*** GIVEN ENTRIES
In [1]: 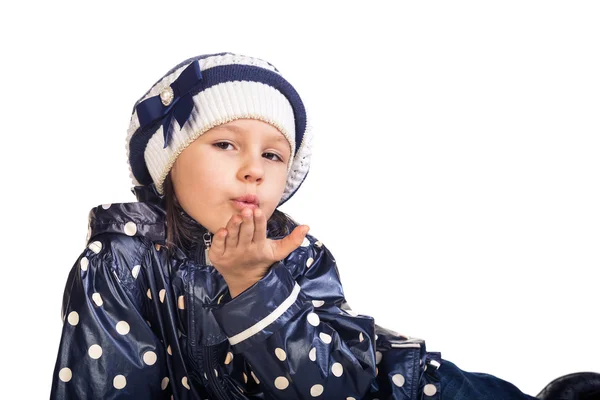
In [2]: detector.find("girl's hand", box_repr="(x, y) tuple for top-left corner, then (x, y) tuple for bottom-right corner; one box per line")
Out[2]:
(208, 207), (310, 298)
******
*** GIVEN ENTRIES
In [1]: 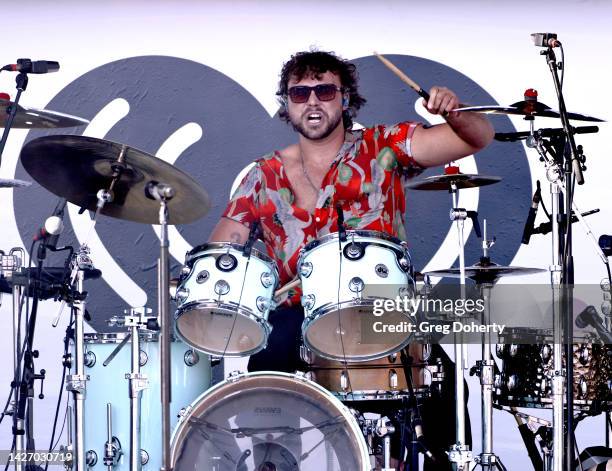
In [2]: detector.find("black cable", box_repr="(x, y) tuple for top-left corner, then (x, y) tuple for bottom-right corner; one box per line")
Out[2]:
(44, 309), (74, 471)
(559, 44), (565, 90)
******
=== WHAT TO DO ===
The records are given above. Copy each line in them that holds "then".

=== OUTPUT FOR THIS TASK ===
In [2]: detector.find("girl's hand", box_repr="(x, y) tuple for top-left corner, then (x, y) tuple for bottom-right corner; one box per line")
In [2]: detector.find("black cable", box_repr="(x, y) tuple for top-left corner, then (x, y) tuple for bottom-right corner; one box per line")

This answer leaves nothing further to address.